┌──
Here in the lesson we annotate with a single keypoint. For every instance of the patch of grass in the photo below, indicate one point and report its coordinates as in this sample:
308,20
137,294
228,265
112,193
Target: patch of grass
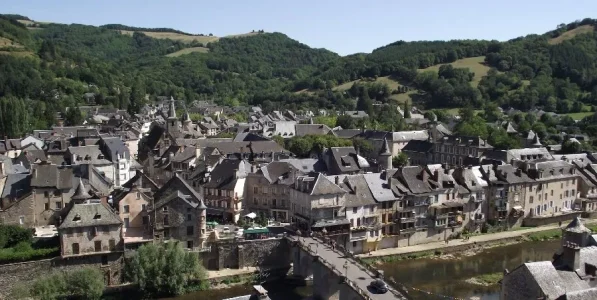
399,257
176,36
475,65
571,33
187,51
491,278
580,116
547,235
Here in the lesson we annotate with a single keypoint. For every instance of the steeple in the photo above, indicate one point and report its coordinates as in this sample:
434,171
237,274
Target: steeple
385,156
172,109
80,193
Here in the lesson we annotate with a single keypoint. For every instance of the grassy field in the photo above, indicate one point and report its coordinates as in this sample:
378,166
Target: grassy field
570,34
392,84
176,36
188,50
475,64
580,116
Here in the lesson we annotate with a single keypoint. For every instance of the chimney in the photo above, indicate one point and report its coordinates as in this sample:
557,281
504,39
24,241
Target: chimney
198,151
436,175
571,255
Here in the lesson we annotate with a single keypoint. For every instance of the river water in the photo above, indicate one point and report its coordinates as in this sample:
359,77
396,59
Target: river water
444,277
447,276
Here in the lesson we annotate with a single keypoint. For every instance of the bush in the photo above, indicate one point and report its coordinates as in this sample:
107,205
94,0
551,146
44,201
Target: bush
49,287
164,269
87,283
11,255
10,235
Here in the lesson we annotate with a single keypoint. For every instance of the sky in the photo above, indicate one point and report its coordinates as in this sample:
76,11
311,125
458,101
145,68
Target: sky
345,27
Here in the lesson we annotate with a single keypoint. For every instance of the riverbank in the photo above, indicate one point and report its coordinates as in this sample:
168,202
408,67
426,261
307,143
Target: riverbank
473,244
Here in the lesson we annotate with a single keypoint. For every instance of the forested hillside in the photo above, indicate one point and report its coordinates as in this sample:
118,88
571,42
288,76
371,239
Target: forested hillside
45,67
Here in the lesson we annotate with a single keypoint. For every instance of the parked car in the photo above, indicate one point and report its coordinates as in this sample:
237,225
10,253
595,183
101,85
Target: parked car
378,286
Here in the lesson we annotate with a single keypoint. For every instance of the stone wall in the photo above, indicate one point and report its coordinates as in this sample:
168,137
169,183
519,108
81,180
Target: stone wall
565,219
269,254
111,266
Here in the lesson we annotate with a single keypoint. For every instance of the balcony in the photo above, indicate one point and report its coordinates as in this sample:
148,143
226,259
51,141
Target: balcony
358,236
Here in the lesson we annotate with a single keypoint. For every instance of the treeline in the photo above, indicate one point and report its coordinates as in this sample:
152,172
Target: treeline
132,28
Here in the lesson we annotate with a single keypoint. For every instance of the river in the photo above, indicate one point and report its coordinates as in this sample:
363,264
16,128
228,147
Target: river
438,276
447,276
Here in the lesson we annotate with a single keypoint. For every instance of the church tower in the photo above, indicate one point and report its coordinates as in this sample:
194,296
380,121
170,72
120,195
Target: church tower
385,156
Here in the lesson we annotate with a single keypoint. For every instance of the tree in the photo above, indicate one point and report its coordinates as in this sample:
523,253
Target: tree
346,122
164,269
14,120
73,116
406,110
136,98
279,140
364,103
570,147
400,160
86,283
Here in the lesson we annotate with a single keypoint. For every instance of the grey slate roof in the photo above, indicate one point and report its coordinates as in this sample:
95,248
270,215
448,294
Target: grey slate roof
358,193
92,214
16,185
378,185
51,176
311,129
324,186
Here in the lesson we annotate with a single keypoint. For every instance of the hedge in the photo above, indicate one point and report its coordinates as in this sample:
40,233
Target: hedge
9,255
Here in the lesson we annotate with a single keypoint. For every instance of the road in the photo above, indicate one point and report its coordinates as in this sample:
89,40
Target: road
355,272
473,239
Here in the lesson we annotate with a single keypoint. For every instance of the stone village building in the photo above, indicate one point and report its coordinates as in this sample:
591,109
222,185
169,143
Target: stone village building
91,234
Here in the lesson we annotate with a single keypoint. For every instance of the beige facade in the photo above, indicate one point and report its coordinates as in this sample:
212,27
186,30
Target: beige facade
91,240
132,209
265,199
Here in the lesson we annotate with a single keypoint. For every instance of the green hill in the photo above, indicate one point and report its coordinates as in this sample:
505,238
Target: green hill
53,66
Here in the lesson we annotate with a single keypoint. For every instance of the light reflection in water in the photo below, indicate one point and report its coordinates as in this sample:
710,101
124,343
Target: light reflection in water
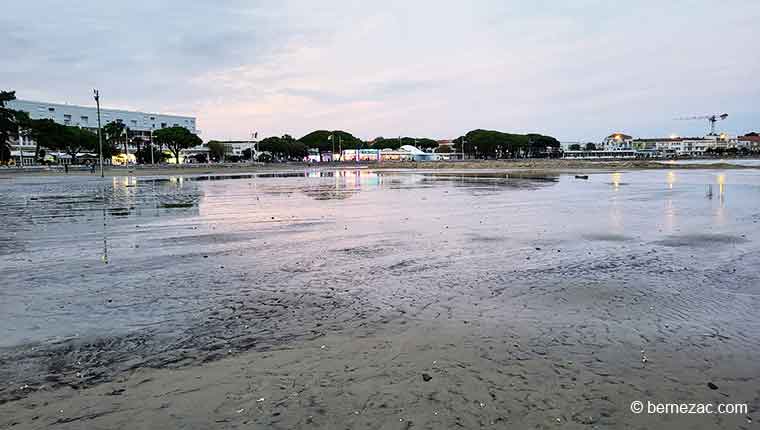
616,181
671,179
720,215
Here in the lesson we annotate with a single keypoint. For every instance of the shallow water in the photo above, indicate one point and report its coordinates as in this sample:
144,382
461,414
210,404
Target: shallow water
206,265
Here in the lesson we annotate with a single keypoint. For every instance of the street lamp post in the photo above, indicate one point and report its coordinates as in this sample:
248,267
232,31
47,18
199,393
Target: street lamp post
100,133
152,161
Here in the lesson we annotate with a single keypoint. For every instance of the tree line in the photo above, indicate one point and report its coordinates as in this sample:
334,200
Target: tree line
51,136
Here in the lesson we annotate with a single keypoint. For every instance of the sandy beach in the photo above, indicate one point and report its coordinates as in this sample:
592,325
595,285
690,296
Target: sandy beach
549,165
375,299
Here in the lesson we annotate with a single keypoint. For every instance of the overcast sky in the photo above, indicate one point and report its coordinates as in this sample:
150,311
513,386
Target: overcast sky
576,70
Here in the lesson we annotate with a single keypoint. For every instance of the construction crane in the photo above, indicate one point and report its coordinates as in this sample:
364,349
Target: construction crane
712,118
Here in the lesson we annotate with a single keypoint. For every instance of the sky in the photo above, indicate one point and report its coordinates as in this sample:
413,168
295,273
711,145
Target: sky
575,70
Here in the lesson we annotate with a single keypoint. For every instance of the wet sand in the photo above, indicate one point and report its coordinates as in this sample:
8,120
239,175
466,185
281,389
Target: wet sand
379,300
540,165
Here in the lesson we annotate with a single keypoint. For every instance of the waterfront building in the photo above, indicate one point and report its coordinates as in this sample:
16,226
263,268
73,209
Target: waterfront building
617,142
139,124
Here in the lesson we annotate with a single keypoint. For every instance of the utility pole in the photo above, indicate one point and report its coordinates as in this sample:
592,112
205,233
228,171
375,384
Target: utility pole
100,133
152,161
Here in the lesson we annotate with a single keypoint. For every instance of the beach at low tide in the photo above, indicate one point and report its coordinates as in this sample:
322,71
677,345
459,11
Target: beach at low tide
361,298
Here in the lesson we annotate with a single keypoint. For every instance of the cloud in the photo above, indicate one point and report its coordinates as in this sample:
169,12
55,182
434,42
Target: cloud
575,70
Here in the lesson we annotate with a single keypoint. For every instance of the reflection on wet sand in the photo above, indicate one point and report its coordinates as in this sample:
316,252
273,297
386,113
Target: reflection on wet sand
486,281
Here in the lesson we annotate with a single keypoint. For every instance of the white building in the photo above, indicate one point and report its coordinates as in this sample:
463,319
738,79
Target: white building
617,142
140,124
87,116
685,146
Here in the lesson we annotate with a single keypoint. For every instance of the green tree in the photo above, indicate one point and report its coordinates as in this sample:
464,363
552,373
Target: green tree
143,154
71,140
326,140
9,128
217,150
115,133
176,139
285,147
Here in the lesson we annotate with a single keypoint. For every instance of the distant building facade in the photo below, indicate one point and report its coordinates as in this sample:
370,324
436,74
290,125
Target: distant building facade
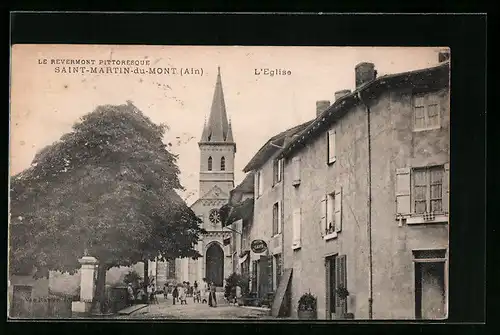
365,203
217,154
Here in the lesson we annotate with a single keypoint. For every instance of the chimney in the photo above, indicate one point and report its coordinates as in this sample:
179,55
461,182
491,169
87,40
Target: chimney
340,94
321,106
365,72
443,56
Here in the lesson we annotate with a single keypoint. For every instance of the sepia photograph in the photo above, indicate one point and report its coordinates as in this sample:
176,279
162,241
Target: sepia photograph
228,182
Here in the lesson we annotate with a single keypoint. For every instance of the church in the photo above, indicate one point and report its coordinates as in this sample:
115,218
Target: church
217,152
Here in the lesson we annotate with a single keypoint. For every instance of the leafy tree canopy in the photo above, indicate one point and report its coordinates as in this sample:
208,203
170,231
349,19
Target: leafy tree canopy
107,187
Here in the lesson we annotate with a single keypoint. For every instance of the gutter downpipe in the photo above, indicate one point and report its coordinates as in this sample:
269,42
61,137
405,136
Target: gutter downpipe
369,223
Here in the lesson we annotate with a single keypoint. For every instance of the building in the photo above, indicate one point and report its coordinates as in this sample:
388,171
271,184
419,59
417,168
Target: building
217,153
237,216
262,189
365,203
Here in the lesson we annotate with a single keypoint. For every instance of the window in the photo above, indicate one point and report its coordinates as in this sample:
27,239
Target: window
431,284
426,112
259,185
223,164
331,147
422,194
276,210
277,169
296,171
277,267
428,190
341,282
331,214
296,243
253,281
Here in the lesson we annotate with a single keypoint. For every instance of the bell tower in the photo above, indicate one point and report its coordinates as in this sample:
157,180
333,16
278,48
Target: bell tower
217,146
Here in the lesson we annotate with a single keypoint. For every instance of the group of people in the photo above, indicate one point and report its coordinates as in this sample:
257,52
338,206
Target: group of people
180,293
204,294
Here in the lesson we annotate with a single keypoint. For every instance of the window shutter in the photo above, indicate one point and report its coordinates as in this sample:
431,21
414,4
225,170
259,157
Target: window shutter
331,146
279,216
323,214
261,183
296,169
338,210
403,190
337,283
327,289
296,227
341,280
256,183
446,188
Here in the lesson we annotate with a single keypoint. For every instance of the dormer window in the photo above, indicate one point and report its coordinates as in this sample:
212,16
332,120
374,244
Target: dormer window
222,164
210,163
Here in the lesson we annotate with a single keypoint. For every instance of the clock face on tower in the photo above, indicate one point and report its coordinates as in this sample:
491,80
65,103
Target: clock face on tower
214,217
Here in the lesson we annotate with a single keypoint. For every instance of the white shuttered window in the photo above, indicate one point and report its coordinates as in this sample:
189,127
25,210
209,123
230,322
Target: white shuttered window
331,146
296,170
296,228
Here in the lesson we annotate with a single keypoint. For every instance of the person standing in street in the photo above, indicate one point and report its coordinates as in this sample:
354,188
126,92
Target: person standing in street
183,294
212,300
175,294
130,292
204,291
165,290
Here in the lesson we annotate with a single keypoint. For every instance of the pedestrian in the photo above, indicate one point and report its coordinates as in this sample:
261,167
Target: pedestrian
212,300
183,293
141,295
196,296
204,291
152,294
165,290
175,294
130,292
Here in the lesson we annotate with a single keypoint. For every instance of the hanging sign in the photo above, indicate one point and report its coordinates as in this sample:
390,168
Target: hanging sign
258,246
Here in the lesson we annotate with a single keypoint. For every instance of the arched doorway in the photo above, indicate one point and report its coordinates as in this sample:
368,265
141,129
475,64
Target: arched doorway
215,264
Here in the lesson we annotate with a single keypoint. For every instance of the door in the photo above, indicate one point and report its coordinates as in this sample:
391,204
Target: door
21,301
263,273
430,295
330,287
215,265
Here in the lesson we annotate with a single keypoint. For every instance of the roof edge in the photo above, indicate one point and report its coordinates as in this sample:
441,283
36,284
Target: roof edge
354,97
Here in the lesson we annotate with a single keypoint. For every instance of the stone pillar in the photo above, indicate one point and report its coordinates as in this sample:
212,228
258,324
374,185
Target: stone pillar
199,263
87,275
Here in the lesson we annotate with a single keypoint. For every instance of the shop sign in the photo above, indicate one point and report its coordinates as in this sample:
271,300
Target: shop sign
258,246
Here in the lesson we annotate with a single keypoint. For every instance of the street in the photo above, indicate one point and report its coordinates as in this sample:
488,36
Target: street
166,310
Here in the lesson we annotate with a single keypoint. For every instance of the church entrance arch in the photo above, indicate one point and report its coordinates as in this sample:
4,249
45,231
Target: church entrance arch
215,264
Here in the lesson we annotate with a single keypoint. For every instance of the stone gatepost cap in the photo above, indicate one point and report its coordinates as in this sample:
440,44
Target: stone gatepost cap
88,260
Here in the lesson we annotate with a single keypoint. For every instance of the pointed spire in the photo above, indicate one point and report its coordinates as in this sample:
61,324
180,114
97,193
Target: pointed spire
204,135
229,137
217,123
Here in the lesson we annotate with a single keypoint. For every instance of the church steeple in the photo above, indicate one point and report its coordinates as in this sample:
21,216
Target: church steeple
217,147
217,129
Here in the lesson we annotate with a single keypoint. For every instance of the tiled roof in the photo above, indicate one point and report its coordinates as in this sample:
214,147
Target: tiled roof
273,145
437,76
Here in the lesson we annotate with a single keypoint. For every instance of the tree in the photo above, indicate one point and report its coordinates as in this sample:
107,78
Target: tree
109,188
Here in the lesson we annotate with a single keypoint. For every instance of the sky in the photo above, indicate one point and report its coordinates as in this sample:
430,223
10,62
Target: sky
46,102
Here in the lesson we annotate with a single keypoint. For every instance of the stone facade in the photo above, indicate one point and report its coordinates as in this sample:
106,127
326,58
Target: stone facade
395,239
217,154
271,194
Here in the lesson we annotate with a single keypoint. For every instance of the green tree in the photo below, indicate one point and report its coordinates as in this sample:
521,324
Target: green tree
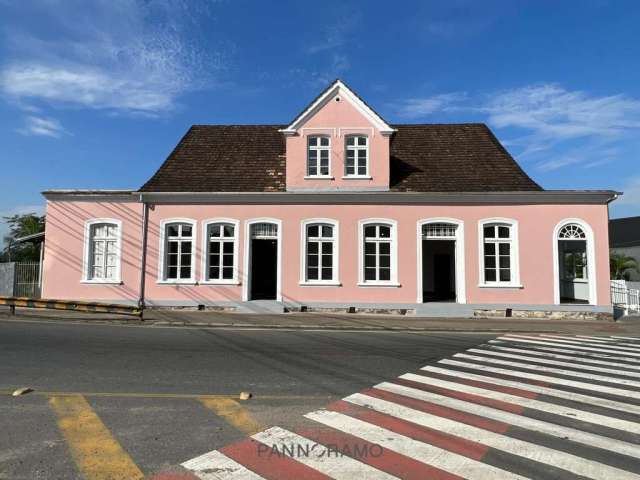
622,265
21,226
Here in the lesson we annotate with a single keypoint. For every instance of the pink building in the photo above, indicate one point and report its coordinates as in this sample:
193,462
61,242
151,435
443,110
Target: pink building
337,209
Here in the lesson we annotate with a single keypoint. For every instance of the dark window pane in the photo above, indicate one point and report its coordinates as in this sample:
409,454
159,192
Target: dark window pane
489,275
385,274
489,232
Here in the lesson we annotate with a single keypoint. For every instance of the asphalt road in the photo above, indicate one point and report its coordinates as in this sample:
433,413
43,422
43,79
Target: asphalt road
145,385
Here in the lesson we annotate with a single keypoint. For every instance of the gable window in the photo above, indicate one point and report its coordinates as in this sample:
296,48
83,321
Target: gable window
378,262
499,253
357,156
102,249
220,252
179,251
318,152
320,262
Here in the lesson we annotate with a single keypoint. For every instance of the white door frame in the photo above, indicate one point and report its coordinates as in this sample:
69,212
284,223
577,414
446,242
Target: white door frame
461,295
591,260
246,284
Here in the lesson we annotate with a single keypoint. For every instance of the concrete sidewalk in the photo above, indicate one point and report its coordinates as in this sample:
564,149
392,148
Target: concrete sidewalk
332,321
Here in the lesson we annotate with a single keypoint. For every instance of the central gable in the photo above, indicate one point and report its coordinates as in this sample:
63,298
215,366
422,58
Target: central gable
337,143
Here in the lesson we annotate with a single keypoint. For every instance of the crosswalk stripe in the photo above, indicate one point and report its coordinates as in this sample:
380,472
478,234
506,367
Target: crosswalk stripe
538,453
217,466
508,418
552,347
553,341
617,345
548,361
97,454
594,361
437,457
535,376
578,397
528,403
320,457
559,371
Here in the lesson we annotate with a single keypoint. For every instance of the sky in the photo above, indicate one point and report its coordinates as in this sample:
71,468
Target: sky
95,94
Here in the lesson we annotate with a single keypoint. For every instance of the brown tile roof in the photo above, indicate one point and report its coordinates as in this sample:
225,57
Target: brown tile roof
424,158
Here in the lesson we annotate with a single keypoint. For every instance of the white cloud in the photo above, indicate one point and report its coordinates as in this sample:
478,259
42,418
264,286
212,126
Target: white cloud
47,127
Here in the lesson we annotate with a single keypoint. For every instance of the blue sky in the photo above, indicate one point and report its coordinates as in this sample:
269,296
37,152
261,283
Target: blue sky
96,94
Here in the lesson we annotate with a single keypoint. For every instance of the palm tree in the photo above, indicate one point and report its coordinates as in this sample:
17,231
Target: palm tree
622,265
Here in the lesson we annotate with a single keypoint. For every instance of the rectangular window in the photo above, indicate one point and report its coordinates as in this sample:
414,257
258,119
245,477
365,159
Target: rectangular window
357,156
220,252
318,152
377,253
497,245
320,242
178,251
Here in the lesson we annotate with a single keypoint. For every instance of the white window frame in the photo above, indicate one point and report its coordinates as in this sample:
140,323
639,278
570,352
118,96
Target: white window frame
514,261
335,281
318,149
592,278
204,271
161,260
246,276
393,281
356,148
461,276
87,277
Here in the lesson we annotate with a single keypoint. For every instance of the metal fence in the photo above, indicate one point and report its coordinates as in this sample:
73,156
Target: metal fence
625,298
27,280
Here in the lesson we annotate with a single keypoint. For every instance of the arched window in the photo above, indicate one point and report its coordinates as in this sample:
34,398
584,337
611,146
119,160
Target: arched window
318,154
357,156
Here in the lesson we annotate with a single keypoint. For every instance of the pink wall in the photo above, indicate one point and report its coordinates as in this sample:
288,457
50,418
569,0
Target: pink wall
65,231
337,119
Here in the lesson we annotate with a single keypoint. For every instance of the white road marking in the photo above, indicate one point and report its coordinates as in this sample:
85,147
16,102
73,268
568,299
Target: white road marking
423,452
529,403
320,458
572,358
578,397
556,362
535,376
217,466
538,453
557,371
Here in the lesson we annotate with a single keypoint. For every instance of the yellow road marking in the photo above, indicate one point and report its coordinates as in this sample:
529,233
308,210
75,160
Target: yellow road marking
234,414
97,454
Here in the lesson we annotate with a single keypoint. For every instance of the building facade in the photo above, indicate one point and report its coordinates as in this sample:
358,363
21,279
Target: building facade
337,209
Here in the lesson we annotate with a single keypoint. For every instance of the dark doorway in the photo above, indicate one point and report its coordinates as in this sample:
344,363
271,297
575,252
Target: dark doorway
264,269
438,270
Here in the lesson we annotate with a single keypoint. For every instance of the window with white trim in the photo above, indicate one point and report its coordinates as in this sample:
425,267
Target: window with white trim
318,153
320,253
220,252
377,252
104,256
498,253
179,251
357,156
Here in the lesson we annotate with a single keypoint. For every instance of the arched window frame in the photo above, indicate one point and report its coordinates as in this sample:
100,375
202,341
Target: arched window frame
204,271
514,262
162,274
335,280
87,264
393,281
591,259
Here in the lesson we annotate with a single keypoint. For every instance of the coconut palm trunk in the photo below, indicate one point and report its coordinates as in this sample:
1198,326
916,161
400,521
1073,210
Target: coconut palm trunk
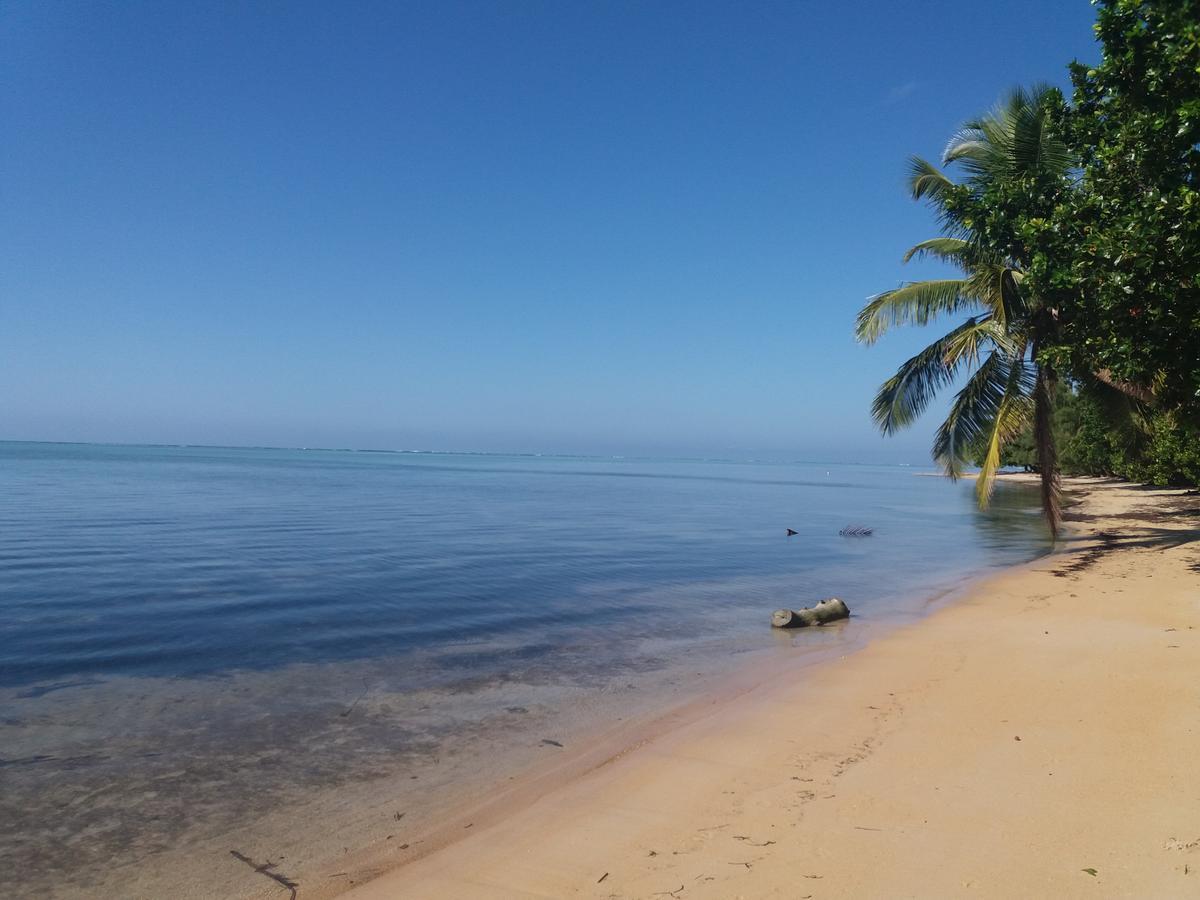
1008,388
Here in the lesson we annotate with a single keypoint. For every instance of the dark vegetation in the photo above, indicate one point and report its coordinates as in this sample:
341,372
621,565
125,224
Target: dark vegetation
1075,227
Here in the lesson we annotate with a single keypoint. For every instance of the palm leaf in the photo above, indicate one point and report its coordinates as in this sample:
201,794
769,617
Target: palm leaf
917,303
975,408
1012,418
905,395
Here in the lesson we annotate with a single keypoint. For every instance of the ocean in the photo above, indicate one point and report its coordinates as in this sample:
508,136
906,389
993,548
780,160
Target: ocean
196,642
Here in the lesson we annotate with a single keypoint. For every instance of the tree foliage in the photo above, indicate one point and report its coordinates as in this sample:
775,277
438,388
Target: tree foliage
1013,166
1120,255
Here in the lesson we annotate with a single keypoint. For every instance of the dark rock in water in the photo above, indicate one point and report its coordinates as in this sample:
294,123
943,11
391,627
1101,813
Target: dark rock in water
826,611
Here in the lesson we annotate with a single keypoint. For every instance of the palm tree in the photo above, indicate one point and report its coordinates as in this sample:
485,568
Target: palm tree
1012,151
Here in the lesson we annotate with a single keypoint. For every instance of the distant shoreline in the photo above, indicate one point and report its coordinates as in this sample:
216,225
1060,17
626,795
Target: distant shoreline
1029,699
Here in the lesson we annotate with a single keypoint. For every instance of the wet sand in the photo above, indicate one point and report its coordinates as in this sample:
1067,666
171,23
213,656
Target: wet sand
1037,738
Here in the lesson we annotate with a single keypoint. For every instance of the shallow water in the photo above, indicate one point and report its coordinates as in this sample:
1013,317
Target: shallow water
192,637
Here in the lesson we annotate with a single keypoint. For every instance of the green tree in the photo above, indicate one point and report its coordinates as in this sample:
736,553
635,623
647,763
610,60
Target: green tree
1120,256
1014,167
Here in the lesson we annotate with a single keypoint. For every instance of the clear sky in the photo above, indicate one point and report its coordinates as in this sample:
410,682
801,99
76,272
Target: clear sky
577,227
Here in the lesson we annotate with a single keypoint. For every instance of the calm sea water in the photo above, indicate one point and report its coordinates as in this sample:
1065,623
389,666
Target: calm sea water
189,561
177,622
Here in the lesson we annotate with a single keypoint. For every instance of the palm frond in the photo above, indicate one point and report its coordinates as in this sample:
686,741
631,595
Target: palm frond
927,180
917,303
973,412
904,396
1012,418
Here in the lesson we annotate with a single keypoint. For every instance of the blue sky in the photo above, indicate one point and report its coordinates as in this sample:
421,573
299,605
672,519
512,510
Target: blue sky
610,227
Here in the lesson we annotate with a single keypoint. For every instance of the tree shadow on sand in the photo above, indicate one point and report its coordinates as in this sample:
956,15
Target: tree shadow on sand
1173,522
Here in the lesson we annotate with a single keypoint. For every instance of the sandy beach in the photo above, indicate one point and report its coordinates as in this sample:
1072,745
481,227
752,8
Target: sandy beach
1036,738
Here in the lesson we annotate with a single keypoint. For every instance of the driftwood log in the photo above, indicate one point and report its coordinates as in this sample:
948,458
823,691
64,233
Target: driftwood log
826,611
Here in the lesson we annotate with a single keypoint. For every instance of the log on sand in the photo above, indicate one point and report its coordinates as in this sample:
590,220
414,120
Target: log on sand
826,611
└──
» Task prompt
Lines with the string "below": pick each one out of the material and return it.

» Solved exercise
Here in the lesson we annotate with a single keypoint. For every instance of the patch of grass in the photo below, indicate one point and report its coordinates as in this sample:
Here in the lesson we annotate with a single keypoint. For every instance of the light reflection in water in the photo below, indicate one point and report its coordinates as in this sample:
Here in the lesson we annotate with a single keypoint. For every instance of the distant building facade in the photo below, indicate one point and report its coordinates as in this sample:
Here in the lesson we annotate with a single keypoint. For every instance of the green tree in the photo below, indicate one point and report its coordinates as in this sample:
Here in the lesson we annotate with a single keypoint. For every instance of the coconut palm trunk in the photo below, indicate one point and report its coordinates as in this sample:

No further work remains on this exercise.